Reproduce precisely the lines of the material below from the line containing "TARGET = sign post" up to and including its last line. Pictures must not be copied.

===== MATERIAL FOR THIS EXERCISE

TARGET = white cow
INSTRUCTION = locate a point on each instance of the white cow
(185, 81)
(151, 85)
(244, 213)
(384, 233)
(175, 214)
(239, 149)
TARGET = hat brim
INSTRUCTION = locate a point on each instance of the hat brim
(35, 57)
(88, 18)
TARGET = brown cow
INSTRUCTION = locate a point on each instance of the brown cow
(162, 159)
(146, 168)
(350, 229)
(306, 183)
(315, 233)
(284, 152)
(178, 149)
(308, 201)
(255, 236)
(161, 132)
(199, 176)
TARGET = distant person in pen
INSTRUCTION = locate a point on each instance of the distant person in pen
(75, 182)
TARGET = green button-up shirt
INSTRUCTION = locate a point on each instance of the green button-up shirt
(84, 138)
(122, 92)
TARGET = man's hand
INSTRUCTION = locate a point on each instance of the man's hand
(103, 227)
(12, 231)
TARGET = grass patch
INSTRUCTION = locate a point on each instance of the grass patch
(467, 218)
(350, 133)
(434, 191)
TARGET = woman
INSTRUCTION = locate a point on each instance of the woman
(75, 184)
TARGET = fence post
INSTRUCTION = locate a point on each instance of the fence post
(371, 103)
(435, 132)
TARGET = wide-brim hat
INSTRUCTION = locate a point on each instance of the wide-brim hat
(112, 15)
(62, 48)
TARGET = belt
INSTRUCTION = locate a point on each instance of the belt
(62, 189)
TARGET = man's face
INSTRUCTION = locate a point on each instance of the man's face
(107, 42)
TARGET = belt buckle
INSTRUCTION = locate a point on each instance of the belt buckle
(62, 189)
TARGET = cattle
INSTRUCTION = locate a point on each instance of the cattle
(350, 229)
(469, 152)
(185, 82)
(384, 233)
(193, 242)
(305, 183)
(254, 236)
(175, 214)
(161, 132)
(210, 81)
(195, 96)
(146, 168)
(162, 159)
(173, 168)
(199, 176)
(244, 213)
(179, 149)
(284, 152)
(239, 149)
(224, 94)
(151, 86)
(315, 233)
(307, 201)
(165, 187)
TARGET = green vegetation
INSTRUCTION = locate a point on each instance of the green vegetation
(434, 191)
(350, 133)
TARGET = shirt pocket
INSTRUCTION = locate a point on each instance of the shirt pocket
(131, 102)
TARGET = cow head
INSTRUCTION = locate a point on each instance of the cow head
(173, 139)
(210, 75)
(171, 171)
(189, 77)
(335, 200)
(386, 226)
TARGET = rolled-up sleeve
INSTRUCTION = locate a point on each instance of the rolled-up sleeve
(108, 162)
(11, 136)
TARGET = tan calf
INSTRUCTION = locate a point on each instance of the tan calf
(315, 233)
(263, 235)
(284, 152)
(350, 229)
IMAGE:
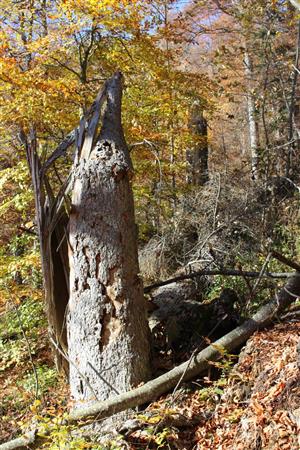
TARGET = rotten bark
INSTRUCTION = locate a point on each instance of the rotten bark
(51, 230)
(188, 370)
(107, 325)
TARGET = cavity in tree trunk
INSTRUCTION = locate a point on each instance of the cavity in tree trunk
(107, 325)
(252, 120)
(197, 157)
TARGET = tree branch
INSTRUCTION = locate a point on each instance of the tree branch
(225, 272)
(201, 361)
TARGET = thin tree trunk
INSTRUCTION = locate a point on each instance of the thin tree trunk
(197, 157)
(252, 120)
(107, 325)
(53, 259)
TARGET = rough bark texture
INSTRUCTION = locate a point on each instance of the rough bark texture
(253, 125)
(189, 369)
(199, 362)
(197, 157)
(51, 227)
(107, 326)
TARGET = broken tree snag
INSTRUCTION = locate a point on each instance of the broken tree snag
(199, 363)
(196, 365)
(107, 325)
(54, 262)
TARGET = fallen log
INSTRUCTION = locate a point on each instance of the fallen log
(188, 370)
(198, 364)
(225, 272)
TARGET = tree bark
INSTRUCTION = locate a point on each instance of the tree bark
(252, 120)
(53, 259)
(197, 364)
(197, 157)
(107, 325)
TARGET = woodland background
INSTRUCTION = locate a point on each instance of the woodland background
(210, 197)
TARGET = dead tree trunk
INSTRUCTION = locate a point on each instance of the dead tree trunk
(197, 157)
(107, 325)
(51, 226)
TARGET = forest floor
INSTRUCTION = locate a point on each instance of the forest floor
(251, 404)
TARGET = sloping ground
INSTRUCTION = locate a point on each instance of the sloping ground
(260, 408)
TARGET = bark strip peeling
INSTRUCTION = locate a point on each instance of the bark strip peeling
(107, 325)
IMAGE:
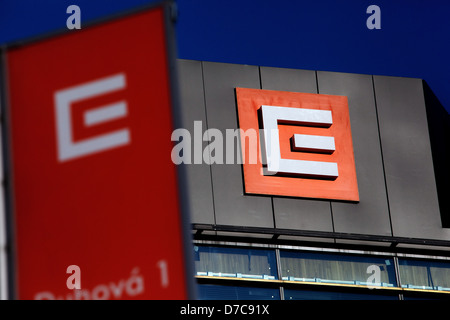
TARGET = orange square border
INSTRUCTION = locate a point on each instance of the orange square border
(344, 187)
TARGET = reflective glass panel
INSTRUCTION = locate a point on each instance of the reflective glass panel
(327, 295)
(424, 274)
(235, 262)
(337, 268)
(217, 292)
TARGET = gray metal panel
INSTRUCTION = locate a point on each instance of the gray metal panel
(231, 206)
(371, 214)
(193, 109)
(407, 158)
(291, 213)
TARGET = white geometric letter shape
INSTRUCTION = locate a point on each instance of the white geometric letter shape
(271, 116)
(67, 148)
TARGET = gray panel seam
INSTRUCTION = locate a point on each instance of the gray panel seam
(331, 203)
(382, 155)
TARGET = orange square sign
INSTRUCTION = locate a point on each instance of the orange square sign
(304, 144)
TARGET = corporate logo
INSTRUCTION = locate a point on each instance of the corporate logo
(305, 144)
(69, 149)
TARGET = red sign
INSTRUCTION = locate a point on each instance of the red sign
(308, 146)
(93, 181)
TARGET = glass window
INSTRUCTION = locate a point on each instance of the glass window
(217, 292)
(235, 262)
(329, 295)
(424, 274)
(337, 268)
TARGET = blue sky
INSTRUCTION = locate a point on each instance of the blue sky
(328, 35)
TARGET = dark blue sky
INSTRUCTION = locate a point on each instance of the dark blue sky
(329, 35)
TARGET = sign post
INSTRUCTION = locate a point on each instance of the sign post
(89, 120)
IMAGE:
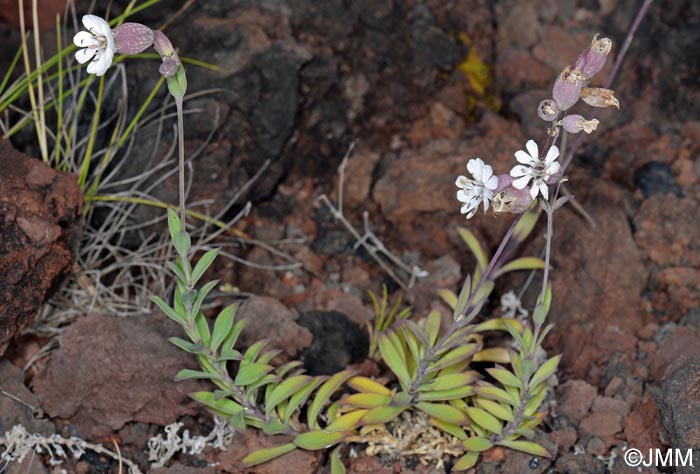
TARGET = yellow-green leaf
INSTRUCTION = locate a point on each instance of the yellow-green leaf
(348, 421)
(496, 409)
(443, 412)
(314, 440)
(366, 400)
(474, 245)
(527, 447)
(363, 384)
(547, 369)
(477, 444)
(381, 415)
(263, 455)
(505, 376)
(485, 419)
(445, 395)
(251, 373)
(323, 395)
(466, 462)
(492, 354)
(393, 359)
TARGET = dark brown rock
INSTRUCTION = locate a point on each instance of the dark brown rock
(679, 409)
(267, 318)
(575, 398)
(110, 371)
(39, 214)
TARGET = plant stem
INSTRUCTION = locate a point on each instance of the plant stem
(181, 162)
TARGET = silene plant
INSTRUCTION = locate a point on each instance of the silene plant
(434, 404)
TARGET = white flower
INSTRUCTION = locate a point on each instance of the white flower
(532, 168)
(97, 43)
(474, 191)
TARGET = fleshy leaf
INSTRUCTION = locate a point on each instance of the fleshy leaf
(263, 455)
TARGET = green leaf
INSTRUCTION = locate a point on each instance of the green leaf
(443, 412)
(454, 430)
(203, 265)
(182, 243)
(477, 444)
(185, 374)
(445, 395)
(452, 357)
(523, 263)
(505, 376)
(466, 462)
(251, 373)
(366, 385)
(323, 395)
(202, 326)
(496, 409)
(432, 327)
(223, 405)
(201, 294)
(527, 447)
(494, 393)
(232, 337)
(337, 466)
(485, 419)
(285, 390)
(222, 326)
(264, 455)
(170, 312)
(545, 371)
(474, 245)
(186, 346)
(348, 421)
(315, 440)
(174, 224)
(393, 359)
(381, 415)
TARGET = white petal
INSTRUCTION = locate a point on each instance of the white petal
(523, 158)
(100, 64)
(84, 55)
(83, 39)
(96, 25)
(492, 183)
(552, 154)
(520, 170)
(533, 149)
(520, 183)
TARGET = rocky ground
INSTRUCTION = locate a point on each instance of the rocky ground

==========

- RESULT:
TARGET = sign post
INSTRUCTION = locate a point on each instance of the sign post
(89, 120)
IMAGE:
TARGET = yellow-green leaf
INSTRUCTION = locate a point on each instance of the yellow-green leaf
(348, 421)
(496, 409)
(443, 412)
(314, 440)
(366, 400)
(474, 245)
(527, 447)
(363, 384)
(547, 369)
(477, 444)
(381, 415)
(263, 455)
(505, 376)
(485, 419)
(445, 395)
(251, 373)
(323, 395)
(466, 462)
(492, 354)
(393, 359)
TARGET = dark brown rock
INSTRUCTION = locate a point on each instance of the dark brown rock
(679, 409)
(267, 318)
(575, 398)
(110, 371)
(39, 214)
TARGET = plant stem
INSTRUCTION = locate a point on each instance of the plant stem
(181, 162)
TARGET = silene plant
INSTRUCTION = locate a point on each instance of the silene plant
(434, 404)
TARGET = white flower
INSTRUCTION = locate a point on each instance of the white flower
(532, 168)
(97, 43)
(474, 191)
TARGET = fleshy leaf
INSTRUCTION = locate a point on each instance of the fleshy leaf
(263, 455)
TARGET = green leaf
INSTRUCTION = locate a point on each instance of the green leaf
(443, 412)
(454, 430)
(203, 265)
(182, 243)
(477, 444)
(185, 374)
(445, 395)
(452, 357)
(523, 263)
(505, 376)
(466, 462)
(251, 373)
(366, 385)
(323, 395)
(202, 326)
(496, 409)
(432, 327)
(223, 405)
(201, 294)
(527, 447)
(494, 393)
(232, 337)
(337, 466)
(485, 419)
(285, 390)
(222, 326)
(264, 455)
(170, 312)
(545, 371)
(474, 245)
(186, 346)
(348, 421)
(315, 440)
(174, 224)
(393, 359)
(381, 415)
TARGET = white petal
INSTRUCTION = locate a point on each instance of the white petal
(523, 158)
(100, 64)
(84, 55)
(83, 39)
(96, 25)
(492, 183)
(552, 154)
(520, 170)
(533, 149)
(520, 183)
TARGET = rocky ground
INSTRUCTION = locate a point on each instance of the rocky ground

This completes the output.